** begin Raw data **
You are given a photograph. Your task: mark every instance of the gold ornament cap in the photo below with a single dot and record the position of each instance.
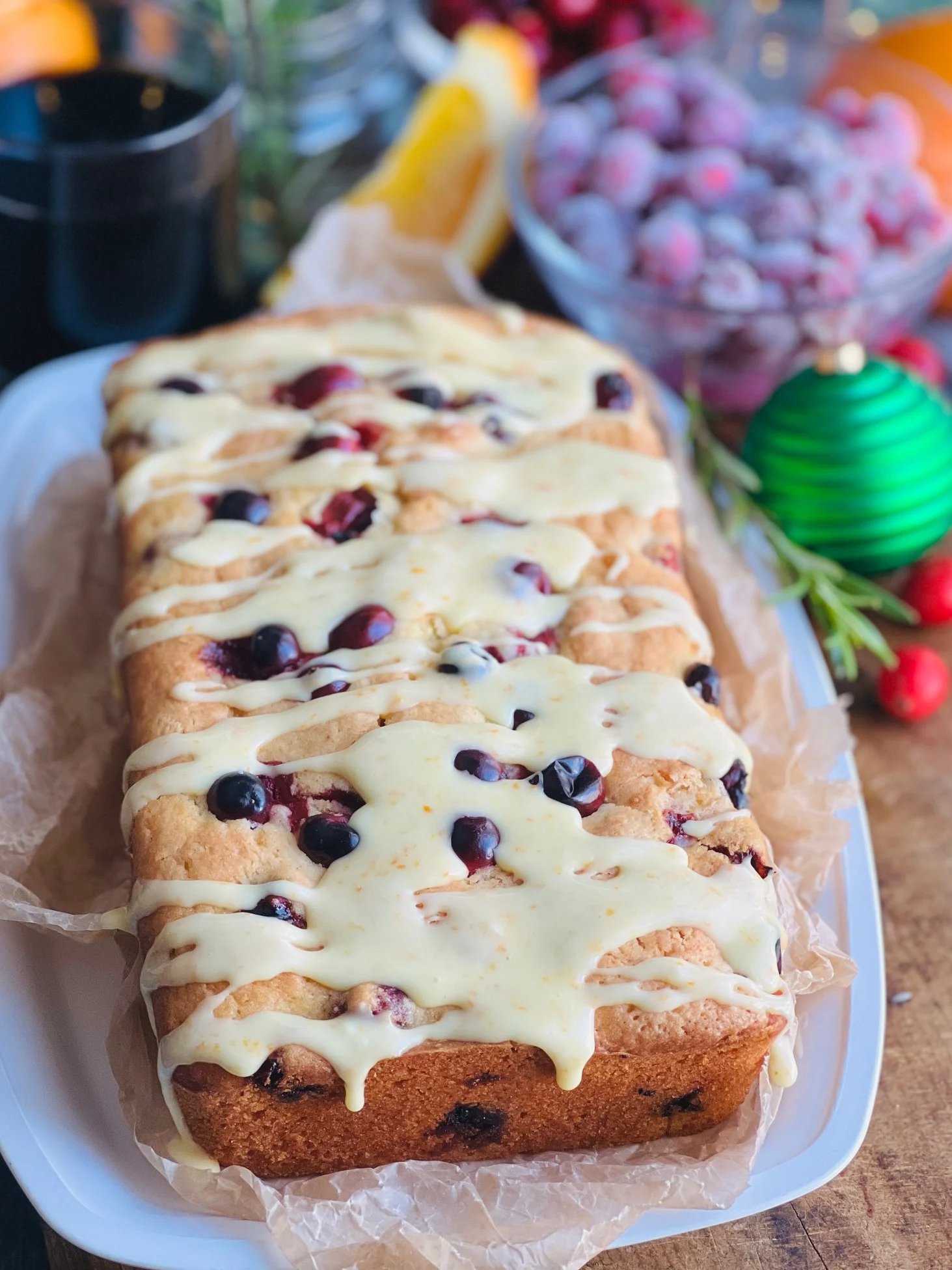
(847, 359)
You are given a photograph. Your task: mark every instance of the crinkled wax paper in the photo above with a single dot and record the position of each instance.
(62, 739)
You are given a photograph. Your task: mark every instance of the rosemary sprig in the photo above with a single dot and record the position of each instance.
(834, 596)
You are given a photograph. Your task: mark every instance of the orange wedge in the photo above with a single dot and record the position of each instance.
(442, 178)
(45, 37)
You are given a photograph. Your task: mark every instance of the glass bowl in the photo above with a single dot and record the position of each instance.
(735, 359)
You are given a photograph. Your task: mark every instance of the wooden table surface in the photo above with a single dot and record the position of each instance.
(891, 1208)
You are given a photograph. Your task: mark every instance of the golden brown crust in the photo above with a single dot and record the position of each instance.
(654, 1073)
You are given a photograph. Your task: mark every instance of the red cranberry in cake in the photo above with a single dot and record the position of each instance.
(485, 767)
(325, 838)
(370, 434)
(284, 909)
(347, 515)
(734, 781)
(475, 838)
(471, 661)
(329, 441)
(241, 504)
(424, 394)
(614, 391)
(238, 797)
(706, 682)
(316, 384)
(182, 384)
(575, 781)
(535, 574)
(395, 1002)
(269, 652)
(675, 822)
(364, 626)
(328, 690)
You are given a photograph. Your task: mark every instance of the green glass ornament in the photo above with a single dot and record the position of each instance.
(854, 459)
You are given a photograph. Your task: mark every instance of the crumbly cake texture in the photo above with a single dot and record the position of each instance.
(439, 838)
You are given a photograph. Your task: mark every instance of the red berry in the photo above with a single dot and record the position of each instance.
(571, 14)
(918, 355)
(535, 29)
(916, 686)
(929, 590)
(619, 27)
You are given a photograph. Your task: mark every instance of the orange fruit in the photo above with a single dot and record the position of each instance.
(45, 37)
(442, 178)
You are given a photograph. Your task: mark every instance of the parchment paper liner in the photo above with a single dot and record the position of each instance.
(61, 864)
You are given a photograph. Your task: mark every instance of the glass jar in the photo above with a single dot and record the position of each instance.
(325, 94)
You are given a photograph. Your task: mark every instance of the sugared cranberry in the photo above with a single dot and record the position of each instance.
(734, 781)
(471, 661)
(364, 626)
(273, 649)
(577, 781)
(485, 767)
(535, 574)
(182, 384)
(283, 908)
(614, 391)
(241, 504)
(424, 394)
(475, 838)
(316, 384)
(325, 838)
(328, 690)
(348, 514)
(238, 797)
(706, 682)
(332, 441)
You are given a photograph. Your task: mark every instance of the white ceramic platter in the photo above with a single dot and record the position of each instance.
(60, 1124)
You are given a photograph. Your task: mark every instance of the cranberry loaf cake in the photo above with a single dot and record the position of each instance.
(441, 842)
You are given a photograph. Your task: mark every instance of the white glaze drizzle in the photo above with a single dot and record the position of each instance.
(513, 963)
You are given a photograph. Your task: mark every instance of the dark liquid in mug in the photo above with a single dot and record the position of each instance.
(96, 251)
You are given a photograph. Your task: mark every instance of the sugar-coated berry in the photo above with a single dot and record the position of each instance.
(846, 107)
(720, 118)
(928, 590)
(567, 136)
(550, 186)
(729, 286)
(625, 168)
(598, 232)
(711, 176)
(789, 262)
(670, 249)
(922, 357)
(728, 235)
(602, 109)
(653, 109)
(916, 686)
(783, 212)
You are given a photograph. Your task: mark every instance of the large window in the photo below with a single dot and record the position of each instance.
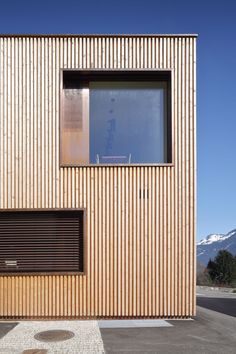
(115, 118)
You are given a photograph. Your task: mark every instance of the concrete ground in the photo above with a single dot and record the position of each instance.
(210, 332)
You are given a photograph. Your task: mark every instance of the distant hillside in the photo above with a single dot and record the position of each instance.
(209, 247)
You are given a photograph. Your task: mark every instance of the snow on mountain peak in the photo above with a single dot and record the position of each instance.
(215, 238)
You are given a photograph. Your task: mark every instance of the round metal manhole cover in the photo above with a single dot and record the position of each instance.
(56, 335)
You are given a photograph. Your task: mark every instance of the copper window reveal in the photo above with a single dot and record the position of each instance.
(74, 110)
(41, 241)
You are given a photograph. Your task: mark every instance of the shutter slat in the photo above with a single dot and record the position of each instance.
(36, 241)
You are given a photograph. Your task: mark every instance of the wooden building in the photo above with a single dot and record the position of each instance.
(97, 176)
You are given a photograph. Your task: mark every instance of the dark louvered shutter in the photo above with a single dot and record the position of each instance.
(41, 241)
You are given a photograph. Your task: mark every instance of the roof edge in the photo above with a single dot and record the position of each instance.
(97, 35)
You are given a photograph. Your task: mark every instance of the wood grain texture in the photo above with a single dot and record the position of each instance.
(140, 258)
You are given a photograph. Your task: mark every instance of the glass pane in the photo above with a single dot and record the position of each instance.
(127, 122)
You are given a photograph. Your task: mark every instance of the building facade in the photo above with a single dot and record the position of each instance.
(97, 176)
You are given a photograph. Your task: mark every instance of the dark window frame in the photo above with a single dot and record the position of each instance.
(69, 79)
(49, 272)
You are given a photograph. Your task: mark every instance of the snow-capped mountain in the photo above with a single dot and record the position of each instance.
(209, 246)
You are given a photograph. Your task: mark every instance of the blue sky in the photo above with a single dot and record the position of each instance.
(215, 23)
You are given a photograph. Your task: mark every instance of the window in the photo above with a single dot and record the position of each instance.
(41, 241)
(116, 117)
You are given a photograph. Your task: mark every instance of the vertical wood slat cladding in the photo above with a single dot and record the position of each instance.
(140, 258)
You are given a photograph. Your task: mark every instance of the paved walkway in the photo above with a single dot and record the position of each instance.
(87, 338)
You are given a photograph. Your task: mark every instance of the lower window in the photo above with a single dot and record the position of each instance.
(41, 241)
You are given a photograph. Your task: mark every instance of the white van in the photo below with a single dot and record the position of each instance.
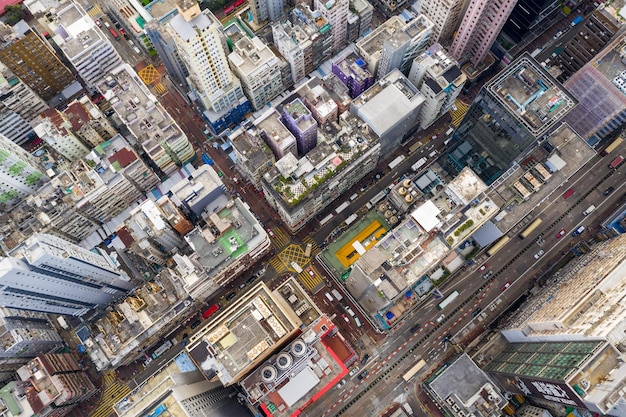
(589, 210)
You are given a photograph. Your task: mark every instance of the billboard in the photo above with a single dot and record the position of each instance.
(558, 392)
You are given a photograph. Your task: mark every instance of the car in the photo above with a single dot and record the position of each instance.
(354, 371)
(567, 194)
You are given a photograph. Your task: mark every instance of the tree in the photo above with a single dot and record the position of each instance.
(13, 14)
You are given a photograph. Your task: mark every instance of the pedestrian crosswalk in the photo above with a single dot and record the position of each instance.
(95, 11)
(458, 112)
(113, 391)
(160, 88)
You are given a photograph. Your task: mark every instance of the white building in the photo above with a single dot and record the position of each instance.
(395, 44)
(20, 172)
(445, 16)
(49, 274)
(61, 139)
(202, 46)
(258, 69)
(336, 13)
(84, 45)
(263, 10)
(439, 79)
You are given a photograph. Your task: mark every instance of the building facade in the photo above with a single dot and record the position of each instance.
(49, 274)
(479, 28)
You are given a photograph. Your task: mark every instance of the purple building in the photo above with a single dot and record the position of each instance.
(301, 124)
(352, 71)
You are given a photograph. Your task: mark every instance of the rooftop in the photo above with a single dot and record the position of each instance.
(339, 144)
(530, 93)
(243, 335)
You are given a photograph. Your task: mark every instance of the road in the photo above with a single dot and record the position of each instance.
(514, 263)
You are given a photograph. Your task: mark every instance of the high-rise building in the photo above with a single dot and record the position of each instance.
(305, 42)
(511, 113)
(394, 45)
(21, 173)
(439, 79)
(15, 128)
(335, 12)
(91, 53)
(301, 123)
(445, 16)
(151, 126)
(390, 108)
(264, 10)
(353, 72)
(569, 371)
(56, 133)
(26, 334)
(33, 61)
(49, 274)
(202, 46)
(526, 15)
(18, 97)
(481, 24)
(257, 67)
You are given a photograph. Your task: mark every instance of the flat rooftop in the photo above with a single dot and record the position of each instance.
(530, 93)
(243, 335)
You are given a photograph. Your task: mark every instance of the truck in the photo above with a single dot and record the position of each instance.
(114, 34)
(337, 294)
(616, 162)
(589, 210)
(396, 162)
(420, 163)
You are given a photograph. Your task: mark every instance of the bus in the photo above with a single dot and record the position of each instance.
(498, 245)
(414, 370)
(162, 349)
(326, 219)
(415, 146)
(448, 300)
(531, 228)
(612, 146)
(210, 311)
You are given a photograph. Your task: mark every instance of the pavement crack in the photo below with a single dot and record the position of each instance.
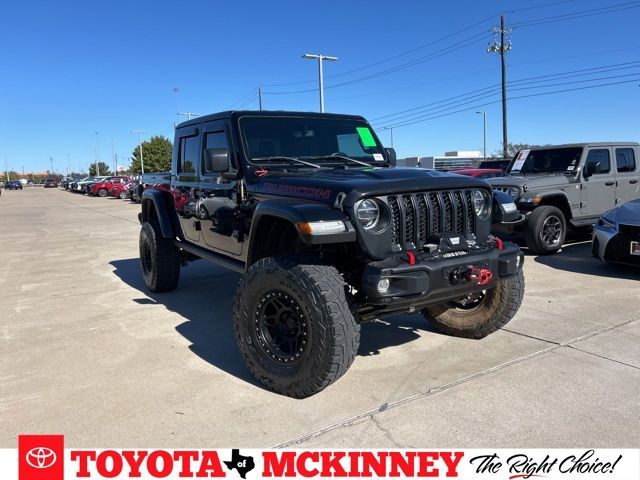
(386, 432)
(604, 357)
(441, 388)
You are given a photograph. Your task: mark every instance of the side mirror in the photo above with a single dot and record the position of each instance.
(216, 160)
(391, 154)
(590, 168)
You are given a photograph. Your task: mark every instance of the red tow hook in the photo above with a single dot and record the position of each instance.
(480, 276)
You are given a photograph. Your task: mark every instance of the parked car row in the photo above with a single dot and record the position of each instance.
(121, 187)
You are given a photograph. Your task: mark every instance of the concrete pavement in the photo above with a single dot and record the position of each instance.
(86, 351)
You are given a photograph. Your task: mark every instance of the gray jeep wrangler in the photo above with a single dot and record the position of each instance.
(568, 186)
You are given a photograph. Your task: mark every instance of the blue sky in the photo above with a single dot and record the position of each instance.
(73, 68)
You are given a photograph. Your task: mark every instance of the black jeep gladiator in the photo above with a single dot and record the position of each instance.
(327, 235)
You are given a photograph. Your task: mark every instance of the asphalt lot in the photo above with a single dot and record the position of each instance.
(87, 352)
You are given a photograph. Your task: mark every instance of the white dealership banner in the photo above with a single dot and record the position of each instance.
(37, 458)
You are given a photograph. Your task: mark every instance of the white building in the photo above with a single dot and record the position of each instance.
(454, 159)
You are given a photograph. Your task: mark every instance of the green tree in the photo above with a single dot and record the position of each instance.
(102, 167)
(156, 154)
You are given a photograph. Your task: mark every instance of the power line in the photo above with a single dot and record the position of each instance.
(573, 15)
(457, 46)
(523, 81)
(435, 116)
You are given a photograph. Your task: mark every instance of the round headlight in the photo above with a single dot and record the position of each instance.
(368, 213)
(480, 203)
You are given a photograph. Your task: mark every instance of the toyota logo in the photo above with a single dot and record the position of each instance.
(41, 457)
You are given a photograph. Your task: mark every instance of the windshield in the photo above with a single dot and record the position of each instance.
(548, 160)
(267, 138)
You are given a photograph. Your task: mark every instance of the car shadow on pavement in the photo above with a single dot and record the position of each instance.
(204, 299)
(576, 257)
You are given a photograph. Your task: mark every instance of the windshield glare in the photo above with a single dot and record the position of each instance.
(301, 137)
(547, 160)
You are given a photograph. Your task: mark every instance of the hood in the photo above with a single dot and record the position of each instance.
(325, 185)
(629, 213)
(532, 181)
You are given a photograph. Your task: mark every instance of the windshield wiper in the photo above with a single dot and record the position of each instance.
(279, 158)
(341, 157)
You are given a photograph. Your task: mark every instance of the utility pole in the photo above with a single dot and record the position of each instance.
(189, 114)
(176, 90)
(391, 133)
(484, 133)
(320, 58)
(97, 154)
(113, 156)
(502, 47)
(140, 132)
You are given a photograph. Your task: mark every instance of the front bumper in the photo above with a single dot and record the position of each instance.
(435, 278)
(613, 244)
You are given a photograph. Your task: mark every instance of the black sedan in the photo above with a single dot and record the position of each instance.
(616, 236)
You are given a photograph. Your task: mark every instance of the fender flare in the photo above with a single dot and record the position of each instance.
(161, 202)
(295, 212)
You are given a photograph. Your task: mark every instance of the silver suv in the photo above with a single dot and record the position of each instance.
(569, 186)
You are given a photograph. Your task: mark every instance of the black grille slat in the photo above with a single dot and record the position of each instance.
(471, 218)
(448, 212)
(395, 219)
(423, 215)
(417, 217)
(409, 221)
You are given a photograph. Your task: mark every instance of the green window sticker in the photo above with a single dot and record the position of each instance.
(366, 137)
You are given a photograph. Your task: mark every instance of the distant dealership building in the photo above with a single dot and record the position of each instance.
(454, 159)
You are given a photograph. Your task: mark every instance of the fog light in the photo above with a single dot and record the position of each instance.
(383, 285)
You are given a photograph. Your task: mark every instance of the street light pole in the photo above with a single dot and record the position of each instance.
(484, 133)
(189, 114)
(320, 58)
(97, 154)
(113, 156)
(140, 132)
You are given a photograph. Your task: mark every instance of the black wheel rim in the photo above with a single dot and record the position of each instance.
(551, 231)
(473, 301)
(281, 327)
(145, 257)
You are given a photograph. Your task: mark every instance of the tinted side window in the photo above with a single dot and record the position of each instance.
(214, 140)
(600, 156)
(625, 160)
(188, 154)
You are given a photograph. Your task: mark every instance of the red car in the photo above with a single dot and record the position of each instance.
(482, 173)
(120, 190)
(102, 188)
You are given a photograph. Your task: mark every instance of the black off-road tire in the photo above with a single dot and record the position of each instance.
(332, 334)
(498, 307)
(534, 231)
(159, 258)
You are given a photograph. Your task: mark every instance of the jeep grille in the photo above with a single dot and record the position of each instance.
(416, 217)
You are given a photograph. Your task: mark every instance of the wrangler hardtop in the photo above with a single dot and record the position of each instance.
(326, 235)
(562, 187)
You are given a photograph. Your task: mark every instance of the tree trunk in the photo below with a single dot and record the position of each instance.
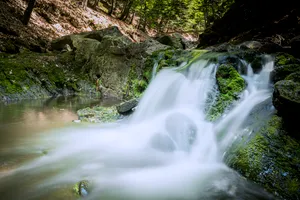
** end Raw data **
* Stated problem *
Pick out every line of the items above that contains the word "wrangler" and copy each one.

* Solved exercise *
You are given a photograph. Your task: mark every instance of the gray jeep wrangler in the photo above with a single dot and record the position of each instance.
You are given a photograph. Your task: mark every instance of the wrangler hardtop in the photo above with a single dot and record the position of each instance.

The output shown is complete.